[start]

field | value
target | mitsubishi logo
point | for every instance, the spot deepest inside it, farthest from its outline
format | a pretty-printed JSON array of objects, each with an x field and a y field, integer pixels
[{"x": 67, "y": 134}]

[end]

Goal of the exercise:
Print out every record again, exactly and in full.

Final result:
field | value
target | mitsubishi logo
point | for every instance, the spot deepest inside it, farthest from its outline
format | a pretty-printed JSON array of objects, each with an x field and a y field, integer pixels
[{"x": 67, "y": 134}]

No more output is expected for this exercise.